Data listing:
====

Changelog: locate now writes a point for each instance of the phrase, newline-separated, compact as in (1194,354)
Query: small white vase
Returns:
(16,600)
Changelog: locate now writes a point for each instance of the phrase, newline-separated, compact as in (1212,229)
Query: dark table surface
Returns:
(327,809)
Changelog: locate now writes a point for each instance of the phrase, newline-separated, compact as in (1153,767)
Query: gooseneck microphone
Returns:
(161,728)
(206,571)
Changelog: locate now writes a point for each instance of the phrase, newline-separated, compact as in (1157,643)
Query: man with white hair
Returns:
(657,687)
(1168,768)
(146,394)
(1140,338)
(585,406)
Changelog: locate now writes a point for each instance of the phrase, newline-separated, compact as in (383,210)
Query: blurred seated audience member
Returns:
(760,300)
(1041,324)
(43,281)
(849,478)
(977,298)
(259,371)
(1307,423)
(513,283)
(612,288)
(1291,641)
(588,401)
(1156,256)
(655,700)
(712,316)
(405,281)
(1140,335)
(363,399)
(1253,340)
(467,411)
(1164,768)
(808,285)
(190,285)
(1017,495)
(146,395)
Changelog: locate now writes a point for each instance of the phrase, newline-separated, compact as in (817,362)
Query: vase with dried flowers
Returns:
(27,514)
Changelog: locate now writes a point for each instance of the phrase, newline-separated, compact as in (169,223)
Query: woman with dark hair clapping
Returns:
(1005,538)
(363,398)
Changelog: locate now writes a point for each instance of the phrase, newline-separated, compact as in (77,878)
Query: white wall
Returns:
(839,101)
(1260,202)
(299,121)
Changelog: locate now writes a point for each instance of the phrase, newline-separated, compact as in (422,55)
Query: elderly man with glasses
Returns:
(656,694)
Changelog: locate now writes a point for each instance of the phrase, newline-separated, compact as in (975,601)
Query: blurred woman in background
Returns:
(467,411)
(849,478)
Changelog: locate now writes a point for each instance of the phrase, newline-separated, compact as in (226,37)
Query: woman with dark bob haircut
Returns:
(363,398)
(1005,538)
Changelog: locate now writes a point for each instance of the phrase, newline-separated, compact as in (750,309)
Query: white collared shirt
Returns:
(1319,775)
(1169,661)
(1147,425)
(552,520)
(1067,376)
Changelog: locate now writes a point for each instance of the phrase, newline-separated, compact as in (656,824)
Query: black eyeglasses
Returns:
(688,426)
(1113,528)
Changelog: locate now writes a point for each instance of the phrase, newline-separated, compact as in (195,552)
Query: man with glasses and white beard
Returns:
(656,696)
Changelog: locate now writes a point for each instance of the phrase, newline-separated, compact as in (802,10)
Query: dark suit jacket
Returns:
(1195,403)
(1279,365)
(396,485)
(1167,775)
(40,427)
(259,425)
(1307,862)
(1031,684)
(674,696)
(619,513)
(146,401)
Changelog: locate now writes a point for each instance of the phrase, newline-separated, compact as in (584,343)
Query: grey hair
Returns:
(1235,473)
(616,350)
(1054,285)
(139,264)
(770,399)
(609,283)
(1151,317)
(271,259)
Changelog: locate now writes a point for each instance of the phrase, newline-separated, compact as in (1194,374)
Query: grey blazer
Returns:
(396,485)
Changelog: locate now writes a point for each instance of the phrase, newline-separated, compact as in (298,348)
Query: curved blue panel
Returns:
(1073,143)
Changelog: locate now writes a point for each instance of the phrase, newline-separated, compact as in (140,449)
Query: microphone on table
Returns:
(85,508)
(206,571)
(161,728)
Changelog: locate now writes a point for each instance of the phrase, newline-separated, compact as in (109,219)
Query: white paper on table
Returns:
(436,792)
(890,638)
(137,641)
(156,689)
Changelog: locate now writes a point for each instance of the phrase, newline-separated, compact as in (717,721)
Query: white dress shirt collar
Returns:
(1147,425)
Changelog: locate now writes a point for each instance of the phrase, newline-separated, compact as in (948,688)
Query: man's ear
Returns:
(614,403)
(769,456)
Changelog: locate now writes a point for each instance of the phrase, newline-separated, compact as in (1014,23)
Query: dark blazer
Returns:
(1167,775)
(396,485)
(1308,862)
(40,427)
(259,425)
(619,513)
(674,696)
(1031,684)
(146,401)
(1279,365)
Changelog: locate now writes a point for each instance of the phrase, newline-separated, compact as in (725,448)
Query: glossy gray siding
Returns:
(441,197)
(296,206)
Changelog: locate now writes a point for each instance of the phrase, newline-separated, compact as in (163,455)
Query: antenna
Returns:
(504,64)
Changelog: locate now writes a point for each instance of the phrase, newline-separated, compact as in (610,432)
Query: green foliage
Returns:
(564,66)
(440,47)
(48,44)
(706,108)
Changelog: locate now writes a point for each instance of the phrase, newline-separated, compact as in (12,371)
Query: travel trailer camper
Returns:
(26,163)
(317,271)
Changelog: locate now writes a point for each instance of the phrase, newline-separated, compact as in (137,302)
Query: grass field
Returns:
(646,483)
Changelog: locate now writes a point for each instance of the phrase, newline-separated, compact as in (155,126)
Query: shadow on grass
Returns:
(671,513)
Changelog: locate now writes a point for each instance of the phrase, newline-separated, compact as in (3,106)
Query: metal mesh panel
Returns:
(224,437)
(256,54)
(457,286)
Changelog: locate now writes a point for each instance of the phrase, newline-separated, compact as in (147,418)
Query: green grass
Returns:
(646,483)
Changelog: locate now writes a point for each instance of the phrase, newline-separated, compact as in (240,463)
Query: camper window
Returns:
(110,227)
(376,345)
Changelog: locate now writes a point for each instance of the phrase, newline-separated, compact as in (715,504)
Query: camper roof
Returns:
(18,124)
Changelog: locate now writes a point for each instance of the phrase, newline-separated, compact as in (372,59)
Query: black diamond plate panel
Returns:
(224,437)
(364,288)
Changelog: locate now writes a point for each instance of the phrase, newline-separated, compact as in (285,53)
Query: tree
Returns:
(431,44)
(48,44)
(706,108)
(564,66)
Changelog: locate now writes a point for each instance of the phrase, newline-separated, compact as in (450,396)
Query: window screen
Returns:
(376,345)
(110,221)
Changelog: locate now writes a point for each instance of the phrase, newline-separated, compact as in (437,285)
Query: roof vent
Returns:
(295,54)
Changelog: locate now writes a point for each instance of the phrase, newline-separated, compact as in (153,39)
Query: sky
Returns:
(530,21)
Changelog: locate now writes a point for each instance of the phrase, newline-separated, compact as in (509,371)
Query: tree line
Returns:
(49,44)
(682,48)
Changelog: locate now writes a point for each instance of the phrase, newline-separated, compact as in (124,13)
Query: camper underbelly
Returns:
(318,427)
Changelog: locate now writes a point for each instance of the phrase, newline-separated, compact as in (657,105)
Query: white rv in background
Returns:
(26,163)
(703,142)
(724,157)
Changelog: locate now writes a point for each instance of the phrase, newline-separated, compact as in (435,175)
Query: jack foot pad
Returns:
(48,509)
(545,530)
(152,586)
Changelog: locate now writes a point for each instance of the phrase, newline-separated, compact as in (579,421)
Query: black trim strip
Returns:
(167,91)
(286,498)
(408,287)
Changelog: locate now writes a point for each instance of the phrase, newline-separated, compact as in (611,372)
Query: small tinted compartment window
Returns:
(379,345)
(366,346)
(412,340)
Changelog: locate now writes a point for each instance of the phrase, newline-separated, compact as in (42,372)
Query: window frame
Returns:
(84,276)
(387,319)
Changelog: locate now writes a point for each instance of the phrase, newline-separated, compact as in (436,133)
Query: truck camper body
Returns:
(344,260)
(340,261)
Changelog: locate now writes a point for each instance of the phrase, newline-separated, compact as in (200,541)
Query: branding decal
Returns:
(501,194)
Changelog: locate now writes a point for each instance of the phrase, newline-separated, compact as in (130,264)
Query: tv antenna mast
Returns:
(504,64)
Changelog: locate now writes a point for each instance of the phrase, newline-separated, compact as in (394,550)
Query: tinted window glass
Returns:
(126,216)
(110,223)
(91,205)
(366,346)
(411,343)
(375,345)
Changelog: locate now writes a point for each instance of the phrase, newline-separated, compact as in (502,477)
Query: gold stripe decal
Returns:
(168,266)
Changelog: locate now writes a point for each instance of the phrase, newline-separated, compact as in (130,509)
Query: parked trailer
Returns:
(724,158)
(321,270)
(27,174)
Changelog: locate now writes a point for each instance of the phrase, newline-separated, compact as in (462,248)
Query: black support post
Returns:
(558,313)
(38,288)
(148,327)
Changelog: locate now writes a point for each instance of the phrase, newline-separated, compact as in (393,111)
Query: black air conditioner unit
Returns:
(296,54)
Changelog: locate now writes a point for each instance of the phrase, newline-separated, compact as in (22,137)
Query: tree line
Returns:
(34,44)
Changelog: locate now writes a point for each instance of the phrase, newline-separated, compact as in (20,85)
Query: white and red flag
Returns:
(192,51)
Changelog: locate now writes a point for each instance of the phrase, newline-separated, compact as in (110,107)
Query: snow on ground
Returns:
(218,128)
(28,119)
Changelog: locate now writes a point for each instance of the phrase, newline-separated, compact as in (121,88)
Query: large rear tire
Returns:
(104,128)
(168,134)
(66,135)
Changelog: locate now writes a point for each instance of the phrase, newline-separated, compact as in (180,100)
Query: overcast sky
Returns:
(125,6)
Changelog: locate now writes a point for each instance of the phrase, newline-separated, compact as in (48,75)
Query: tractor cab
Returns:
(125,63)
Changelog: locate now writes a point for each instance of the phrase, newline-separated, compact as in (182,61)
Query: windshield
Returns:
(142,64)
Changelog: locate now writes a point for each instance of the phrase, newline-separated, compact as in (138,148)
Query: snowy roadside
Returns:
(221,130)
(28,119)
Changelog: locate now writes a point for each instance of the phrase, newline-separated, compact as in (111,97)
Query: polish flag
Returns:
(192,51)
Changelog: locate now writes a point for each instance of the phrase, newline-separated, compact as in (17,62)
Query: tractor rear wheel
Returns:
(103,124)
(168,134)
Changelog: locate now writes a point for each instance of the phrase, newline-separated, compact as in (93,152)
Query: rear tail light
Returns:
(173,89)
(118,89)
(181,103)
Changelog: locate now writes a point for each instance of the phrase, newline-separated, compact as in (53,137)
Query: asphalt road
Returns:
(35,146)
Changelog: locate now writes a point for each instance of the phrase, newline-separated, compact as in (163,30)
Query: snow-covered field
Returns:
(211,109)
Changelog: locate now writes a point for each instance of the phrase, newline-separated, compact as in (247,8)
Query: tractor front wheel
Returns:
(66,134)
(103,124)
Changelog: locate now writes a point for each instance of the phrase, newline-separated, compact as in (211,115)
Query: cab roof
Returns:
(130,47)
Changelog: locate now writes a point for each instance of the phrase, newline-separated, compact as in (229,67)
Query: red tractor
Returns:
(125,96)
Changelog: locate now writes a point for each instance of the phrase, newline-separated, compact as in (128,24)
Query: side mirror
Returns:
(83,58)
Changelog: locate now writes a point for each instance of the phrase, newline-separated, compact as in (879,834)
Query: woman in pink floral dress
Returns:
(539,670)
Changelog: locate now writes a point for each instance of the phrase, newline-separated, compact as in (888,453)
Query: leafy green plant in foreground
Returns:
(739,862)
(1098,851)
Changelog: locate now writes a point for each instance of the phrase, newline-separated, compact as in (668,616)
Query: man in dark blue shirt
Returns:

====

Copy exactly, word for word, the line with "as in (229,67)" through the final line of the listing.

Changelog: locate now writes a point for each instance of the phrase, newline-separated, compact as in (229,67)
Query: red tractor
Returns:
(125,96)
Changelog: locate now writes a point for each instance of the phrase, newline-separated, compact as in (128,24)
Query: side mirror
Returns:
(83,58)
Changelog: locate now writes a point for each instance of the phrase, newline-separated, compact as in (879,834)
Query: woman in pink floral dress
Returns:
(539,670)
Changelog: locate now writes a point for each instance of the phrase, newline-separated, compact as in (888,453)
Query: leafy green plant in foreground
Returns:
(739,862)
(1098,851)
Changelog: locate now writes a point for each instance of the phrase, newline-separated, compact as in (668,616)
Query: man in dark blue shirt
Returns:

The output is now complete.